Output every line of the rows below as a numbered list, leaving out any blank lines.

Rows from a point labeling set
───
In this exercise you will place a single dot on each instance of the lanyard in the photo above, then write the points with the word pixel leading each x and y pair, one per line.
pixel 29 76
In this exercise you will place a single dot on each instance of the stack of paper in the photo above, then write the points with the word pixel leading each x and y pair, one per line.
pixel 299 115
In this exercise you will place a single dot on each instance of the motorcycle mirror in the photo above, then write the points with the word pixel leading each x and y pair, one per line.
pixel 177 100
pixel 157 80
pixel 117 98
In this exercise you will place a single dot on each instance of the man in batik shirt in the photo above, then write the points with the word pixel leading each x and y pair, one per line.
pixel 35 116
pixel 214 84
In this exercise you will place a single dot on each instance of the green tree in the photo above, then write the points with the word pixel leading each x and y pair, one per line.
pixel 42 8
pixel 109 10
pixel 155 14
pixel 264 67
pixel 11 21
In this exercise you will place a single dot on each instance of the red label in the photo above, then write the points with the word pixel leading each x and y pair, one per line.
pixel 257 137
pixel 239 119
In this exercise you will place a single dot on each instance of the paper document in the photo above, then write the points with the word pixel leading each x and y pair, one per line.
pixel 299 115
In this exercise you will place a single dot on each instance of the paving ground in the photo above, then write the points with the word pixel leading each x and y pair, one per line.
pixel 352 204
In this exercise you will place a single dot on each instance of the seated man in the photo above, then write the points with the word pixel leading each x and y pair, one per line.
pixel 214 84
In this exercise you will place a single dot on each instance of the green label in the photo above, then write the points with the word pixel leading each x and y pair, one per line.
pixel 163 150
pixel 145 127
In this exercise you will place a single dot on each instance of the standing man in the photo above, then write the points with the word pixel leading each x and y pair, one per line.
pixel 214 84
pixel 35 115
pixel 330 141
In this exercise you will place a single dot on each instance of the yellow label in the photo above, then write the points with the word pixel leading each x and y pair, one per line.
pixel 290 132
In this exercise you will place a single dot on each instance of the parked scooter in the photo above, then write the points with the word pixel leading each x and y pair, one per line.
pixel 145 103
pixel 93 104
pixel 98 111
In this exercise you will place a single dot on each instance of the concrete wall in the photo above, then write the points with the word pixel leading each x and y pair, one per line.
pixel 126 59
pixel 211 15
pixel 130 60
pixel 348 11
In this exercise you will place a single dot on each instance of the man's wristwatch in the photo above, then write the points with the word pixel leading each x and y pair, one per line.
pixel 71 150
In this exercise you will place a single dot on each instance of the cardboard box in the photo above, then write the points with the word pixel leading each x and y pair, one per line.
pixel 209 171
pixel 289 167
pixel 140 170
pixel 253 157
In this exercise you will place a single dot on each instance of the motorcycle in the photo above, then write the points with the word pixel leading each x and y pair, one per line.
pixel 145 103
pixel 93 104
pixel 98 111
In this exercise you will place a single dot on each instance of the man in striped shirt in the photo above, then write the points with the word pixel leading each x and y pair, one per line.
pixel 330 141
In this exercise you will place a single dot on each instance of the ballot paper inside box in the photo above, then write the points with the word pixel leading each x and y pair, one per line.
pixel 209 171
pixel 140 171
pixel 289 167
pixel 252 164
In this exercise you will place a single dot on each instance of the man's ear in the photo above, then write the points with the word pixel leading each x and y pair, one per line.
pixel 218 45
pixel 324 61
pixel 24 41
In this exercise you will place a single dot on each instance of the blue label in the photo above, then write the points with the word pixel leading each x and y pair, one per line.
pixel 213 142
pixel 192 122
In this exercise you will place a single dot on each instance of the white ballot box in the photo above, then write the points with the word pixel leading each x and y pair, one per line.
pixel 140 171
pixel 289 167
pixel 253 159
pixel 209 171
───
* _Full answer_:
1. In this exercise you will place a single dot on each instance of the lanyard in the photo above, then write the points with the word pixel leading each x and y pair, one per line.
2. pixel 29 76
3. In this exercise you will place a single dot on each instance of the stack of paper in the photo above, then write the points with the word pixel leading each x and y pair, one per line.
4. pixel 299 115
5. In this exercise you will place a single dot on each instance of the motorcycle mirror in the photo above, then write the points with the word pixel leading each x and y pair, one per line.
6. pixel 177 100
7. pixel 157 80
8. pixel 117 98
9. In this exercise you will place a single dot on each instance of the man in batik shirt in the photo above, then write the points with the word pixel leading each x and y pair, one per line.
10. pixel 35 116
11. pixel 214 84
12. In this exercise you will place a single dot on each instance of the green tree in the photo above, then write the points with the word pixel leading each x and y pair, one per line.
13. pixel 42 8
14. pixel 109 10
15. pixel 155 14
16. pixel 264 67
17. pixel 11 21
18. In this exercise you will place a single dot on each instance of the red label in the photo above, then write the points with the word pixel leading each x and y pair, one per line.
19. pixel 257 137
20. pixel 239 119
21. In this exercise you will place a single dot on each instance of the paper document in the photo above, then write the points with the word pixel leading each x and y pair, one per line.
22. pixel 299 115
23. In this exercise you will place a single dot on each instance of the paving ground in the photo above, then write the points with the word pixel leading each x and y pair, one per line.
24. pixel 352 204
25. In this exercise you will place a single dot on each instance of the seated man in the photo above, then write the points with the word pixel leading each x and y pair, one per line.
26. pixel 214 84
27. In this exercise you will place a single dot on each instance of the green label in the photo above, then write the points with the word pixel leading each x and y pair, one per line.
28. pixel 163 150
29. pixel 145 127
30. In this exercise you will place a single dot on each instance of the standing man in the photo above, then write the points with the word pixel leading each x and y pair, one per line.
31. pixel 214 84
32. pixel 35 115
33. pixel 330 141
34. In this exercise you will place a single dot on each instance of the yellow label in the photo above, then write the points with the word pixel leading each x and y pair, one per line.
35. pixel 290 132
36. In this exercise you will place a single dot on each instance of the parked scooter in the photo above, then write the points with the word pixel leading each x and y pair, one per line.
37. pixel 145 103
38. pixel 93 104
39. pixel 98 111
40. In this exercise you will place a single dot on each instance of the concrete wall in the photo above, then write the points with the word pixel leading each x and y pair, one per line.
41. pixel 126 59
42. pixel 211 15
43. pixel 130 60
44. pixel 348 11
45. In this exercise you will place a single dot on each instance of the man's wristwatch in the photo above, then write the points with the word pixel leading each x and y pair, one per line.
46. pixel 71 150
47. In this exercise you will place a single dot on each instance of the cardboard box in the photo above, then write the points with the word pixel leading each x and y pair, one per line.
48. pixel 209 171
49. pixel 289 167
50. pixel 140 170
51. pixel 253 157
52. In this exercise you will place a single dot on each instance of the motorcycle in the photo above, then write the points with the word pixel leading each x and y pair, one per line.
53. pixel 145 103
54. pixel 93 104
55. pixel 98 111
56. In this exercise you will place a single dot on each instance of the man in striped shirt in the photo above, then write the points with the word pixel leading each x and y pair, one per line.
57. pixel 330 141
58. In this exercise you will place a single dot on each instance of the ballot paper inside box in the photo above, then write the points with the word pixel leading each x and y pair, one per line.
59. pixel 209 171
60. pixel 140 171
61. pixel 289 167
62. pixel 252 164
63. In this exercise you will place a single dot on each instance of the man's ear in the photo above, then write the points with the word pixel leading each x and y pair, one per line.
64. pixel 218 45
65. pixel 324 61
66. pixel 24 41
67. In this exercise you will place a single dot on each instance of the blue label in the photo above, then write the points with the word pixel leading each x and y pair, one per line.
68. pixel 213 142
69. pixel 192 122
70. In this exercise you will place a single dot on each instance of the white ballot box in the photo above, then write the points with the word pixel leading each x and y pair, one per line.
71. pixel 140 171
72. pixel 289 167
73. pixel 253 159
74. pixel 209 171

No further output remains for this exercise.